**DATA PROVIDED:**
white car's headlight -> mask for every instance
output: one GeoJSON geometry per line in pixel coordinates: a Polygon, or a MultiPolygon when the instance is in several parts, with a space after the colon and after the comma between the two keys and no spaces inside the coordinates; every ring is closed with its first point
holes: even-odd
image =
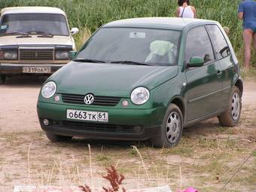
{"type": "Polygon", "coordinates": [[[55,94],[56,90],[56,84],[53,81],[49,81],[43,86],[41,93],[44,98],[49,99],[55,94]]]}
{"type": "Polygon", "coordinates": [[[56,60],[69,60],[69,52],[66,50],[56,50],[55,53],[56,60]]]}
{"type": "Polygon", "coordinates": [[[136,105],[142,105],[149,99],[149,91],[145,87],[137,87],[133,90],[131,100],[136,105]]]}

**REQUIRED TASK:**
Shift every pixel coordinate in the polygon outlines above by adding 143, then write all these lines out again, requests included, with the shifted numbers. Leave the pictures out of your answer.

**RESULT OF THIS EXERCISE:**
white car's headlight -> mask for every instance
output: one GeoJSON geometry per line in pixel coordinates: a Polygon, or a MultiPolygon when the instance is in several parts, with a space after the colon and after the comma between the two keys and no spaces inside the coordinates; every ring is closed with its first point
holes: even-odd
image =
{"type": "Polygon", "coordinates": [[[198,237],[199,233],[199,227],[196,224],[192,224],[186,229],[184,236],[187,241],[192,242],[198,237]]]}
{"type": "Polygon", "coordinates": [[[199,203],[212,203],[212,195],[209,193],[199,193],[198,196],[199,203]]]}
{"type": "Polygon", "coordinates": [[[279,248],[285,248],[292,242],[292,234],[288,230],[280,230],[276,233],[274,243],[279,248]]]}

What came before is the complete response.